(Input data)

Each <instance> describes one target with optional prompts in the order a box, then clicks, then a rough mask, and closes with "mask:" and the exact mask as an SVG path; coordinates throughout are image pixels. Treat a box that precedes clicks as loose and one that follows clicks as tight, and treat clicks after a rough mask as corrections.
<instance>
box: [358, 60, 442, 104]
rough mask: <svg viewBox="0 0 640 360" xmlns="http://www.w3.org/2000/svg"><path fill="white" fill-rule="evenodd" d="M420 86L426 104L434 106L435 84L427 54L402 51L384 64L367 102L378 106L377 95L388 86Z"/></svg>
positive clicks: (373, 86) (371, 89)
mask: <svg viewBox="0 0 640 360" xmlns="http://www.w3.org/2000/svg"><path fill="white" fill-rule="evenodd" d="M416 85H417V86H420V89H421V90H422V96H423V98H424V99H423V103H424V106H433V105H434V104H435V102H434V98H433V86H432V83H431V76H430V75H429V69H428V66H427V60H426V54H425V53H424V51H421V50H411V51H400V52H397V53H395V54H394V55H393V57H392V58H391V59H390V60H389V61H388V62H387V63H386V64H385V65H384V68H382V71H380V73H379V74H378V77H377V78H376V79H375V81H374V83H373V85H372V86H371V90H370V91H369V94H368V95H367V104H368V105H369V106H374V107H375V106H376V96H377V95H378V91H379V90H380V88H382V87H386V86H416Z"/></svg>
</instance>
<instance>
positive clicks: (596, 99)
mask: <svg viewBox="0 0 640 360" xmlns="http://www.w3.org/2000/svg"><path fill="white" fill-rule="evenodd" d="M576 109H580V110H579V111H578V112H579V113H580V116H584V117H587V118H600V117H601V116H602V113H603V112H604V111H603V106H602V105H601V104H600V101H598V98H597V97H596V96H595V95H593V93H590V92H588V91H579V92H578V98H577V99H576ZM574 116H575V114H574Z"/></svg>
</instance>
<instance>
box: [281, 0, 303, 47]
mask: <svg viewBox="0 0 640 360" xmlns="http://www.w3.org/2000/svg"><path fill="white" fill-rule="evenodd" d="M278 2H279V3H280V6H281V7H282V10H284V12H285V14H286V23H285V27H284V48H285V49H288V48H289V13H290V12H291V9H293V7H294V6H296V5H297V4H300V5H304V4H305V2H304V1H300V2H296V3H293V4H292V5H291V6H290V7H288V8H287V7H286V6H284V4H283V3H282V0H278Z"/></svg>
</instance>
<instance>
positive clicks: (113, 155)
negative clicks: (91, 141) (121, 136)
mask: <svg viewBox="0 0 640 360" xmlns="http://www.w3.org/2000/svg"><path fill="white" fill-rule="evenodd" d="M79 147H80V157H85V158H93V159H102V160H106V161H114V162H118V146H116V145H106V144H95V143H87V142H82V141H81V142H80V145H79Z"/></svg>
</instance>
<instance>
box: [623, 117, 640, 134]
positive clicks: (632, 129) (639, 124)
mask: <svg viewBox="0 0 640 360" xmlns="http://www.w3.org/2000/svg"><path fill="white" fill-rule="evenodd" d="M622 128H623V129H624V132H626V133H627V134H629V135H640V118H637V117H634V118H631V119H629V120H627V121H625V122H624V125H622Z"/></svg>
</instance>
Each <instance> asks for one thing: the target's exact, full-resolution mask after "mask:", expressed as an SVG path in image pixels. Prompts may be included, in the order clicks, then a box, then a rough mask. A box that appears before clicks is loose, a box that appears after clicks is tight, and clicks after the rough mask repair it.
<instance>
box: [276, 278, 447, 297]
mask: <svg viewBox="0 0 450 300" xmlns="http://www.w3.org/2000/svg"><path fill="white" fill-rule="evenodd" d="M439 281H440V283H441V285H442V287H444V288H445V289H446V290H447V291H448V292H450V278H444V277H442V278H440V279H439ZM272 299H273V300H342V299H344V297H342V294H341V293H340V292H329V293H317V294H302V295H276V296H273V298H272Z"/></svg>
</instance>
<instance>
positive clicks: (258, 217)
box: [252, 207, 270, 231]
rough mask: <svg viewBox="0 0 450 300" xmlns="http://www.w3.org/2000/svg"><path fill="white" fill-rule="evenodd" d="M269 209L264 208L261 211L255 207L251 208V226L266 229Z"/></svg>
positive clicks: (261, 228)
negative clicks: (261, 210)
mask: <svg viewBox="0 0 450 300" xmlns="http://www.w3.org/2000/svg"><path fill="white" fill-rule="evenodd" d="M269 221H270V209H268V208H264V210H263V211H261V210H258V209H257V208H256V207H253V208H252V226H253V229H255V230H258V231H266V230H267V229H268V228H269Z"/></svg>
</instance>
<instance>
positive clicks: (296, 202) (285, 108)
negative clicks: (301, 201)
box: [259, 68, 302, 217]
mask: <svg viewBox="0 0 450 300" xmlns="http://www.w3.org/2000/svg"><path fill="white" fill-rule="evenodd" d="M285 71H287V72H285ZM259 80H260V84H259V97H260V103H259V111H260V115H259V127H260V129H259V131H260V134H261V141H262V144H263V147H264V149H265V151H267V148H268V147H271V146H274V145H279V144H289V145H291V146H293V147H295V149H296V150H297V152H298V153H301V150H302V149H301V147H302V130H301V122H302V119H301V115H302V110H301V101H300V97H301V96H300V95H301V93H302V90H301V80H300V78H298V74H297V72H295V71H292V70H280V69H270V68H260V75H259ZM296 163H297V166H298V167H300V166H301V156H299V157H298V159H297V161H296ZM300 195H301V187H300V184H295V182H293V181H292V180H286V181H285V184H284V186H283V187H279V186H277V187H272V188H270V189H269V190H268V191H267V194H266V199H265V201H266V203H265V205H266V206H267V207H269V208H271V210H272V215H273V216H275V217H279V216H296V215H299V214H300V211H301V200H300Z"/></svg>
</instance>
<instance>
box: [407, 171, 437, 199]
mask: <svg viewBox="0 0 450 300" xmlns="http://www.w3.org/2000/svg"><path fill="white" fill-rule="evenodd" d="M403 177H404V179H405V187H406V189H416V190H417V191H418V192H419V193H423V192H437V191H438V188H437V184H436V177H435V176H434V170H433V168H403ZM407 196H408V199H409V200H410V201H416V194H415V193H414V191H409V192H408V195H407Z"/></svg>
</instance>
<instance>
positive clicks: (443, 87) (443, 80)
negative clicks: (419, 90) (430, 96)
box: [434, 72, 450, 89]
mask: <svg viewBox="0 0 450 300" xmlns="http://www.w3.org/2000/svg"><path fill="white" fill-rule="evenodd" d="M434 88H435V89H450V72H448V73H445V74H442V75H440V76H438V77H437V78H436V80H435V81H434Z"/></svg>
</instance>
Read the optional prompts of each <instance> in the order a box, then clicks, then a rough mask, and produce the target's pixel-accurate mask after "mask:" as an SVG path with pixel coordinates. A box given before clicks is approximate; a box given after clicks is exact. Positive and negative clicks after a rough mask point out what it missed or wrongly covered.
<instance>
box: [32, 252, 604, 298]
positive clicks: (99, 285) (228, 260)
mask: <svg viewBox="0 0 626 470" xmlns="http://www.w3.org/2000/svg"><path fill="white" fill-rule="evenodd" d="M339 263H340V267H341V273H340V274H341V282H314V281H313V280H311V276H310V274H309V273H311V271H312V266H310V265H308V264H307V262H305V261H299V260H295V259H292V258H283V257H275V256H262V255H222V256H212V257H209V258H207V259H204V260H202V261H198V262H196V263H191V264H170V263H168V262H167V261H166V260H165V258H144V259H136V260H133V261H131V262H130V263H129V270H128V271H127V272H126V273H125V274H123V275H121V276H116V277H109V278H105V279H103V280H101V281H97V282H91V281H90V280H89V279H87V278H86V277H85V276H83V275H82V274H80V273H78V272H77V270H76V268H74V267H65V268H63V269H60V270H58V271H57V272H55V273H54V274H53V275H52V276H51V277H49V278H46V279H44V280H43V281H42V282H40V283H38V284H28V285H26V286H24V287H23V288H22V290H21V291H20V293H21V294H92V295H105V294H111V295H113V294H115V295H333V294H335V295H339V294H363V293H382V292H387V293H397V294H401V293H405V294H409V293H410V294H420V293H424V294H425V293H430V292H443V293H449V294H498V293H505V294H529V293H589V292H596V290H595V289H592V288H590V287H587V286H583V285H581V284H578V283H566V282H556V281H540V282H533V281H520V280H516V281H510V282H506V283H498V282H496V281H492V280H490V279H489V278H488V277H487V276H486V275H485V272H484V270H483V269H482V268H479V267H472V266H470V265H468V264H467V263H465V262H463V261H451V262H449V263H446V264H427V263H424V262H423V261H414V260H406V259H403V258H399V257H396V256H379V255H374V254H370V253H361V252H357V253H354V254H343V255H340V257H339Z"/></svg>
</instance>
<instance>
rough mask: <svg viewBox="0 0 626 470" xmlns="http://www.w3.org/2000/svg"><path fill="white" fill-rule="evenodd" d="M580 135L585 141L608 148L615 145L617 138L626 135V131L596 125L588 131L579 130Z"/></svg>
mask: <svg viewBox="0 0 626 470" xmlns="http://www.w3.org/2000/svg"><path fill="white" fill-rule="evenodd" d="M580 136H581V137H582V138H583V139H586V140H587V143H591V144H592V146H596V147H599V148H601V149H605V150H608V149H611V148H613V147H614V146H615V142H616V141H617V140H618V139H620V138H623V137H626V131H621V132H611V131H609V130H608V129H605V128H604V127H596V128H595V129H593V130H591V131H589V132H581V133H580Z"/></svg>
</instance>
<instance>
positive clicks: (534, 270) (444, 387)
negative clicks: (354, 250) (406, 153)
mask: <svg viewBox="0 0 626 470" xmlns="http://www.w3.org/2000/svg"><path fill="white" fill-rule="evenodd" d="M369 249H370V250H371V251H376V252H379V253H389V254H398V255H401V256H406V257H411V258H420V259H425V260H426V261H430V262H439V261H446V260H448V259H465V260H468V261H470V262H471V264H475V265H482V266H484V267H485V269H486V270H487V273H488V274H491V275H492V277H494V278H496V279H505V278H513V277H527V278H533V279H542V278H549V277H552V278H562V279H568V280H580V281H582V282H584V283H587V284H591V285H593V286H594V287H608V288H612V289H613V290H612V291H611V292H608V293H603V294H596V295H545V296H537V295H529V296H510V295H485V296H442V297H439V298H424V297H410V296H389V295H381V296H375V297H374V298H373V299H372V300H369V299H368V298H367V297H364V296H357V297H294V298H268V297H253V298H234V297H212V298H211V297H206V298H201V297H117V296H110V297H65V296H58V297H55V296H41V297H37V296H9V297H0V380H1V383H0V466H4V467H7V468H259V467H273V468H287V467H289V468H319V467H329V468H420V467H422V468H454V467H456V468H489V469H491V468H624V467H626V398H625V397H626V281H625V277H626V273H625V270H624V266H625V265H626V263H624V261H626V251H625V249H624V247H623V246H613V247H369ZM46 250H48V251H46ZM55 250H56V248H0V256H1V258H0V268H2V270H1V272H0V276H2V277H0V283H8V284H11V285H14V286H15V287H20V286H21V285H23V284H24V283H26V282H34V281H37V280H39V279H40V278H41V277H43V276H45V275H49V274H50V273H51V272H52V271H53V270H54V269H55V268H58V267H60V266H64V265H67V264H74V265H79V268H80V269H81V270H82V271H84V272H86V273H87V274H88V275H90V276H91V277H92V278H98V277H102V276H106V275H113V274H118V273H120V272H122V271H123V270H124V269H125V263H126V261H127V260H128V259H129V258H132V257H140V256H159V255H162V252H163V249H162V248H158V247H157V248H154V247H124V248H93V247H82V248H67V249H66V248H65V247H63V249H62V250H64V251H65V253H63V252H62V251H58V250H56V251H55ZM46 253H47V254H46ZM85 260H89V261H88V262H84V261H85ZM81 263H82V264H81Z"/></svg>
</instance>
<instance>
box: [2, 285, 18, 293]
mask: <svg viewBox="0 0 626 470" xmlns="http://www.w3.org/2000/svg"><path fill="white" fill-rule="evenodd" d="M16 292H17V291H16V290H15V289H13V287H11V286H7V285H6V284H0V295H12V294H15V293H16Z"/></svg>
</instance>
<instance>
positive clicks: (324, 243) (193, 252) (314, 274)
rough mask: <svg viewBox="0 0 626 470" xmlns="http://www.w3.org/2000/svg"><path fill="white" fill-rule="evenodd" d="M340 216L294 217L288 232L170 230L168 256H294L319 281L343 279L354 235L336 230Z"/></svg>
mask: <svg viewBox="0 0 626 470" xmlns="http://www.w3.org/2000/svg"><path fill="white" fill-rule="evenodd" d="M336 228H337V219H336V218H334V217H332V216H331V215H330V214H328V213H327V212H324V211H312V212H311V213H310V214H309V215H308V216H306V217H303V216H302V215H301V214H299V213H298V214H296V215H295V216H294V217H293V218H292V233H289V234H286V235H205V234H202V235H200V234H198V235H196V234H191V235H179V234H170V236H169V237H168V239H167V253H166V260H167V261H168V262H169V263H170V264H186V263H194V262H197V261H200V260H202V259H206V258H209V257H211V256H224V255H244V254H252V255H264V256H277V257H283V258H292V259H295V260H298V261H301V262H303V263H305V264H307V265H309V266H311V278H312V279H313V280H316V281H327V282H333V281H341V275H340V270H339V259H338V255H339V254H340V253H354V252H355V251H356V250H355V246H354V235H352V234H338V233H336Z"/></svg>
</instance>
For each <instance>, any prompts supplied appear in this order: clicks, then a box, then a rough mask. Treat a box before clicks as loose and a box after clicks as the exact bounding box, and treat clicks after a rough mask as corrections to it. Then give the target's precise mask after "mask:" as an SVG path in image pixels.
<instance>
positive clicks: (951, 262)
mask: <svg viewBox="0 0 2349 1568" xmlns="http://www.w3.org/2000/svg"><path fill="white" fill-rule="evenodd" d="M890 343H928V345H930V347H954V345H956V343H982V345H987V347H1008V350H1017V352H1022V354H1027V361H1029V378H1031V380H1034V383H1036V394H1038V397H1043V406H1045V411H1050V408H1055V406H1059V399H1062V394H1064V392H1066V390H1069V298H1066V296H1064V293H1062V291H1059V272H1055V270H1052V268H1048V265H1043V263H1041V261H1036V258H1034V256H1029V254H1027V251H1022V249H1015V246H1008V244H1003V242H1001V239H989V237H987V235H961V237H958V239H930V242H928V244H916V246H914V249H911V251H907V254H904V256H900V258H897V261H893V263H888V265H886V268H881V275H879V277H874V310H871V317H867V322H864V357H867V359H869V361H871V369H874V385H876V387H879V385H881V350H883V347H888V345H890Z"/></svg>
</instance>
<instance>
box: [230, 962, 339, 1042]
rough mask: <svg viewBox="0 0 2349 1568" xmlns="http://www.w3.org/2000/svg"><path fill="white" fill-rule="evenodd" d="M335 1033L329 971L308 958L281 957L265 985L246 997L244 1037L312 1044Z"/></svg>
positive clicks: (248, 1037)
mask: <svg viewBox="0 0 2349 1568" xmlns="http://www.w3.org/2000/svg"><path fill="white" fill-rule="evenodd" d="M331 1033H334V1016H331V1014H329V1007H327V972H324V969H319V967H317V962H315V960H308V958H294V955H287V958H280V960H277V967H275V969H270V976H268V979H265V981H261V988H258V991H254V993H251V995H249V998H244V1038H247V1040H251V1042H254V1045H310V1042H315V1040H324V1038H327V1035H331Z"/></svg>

(End Input data)

• Problem details: How many lines of the records contain the string "corrections", with case counting? Reply with the number only.

• Reply to the task: 2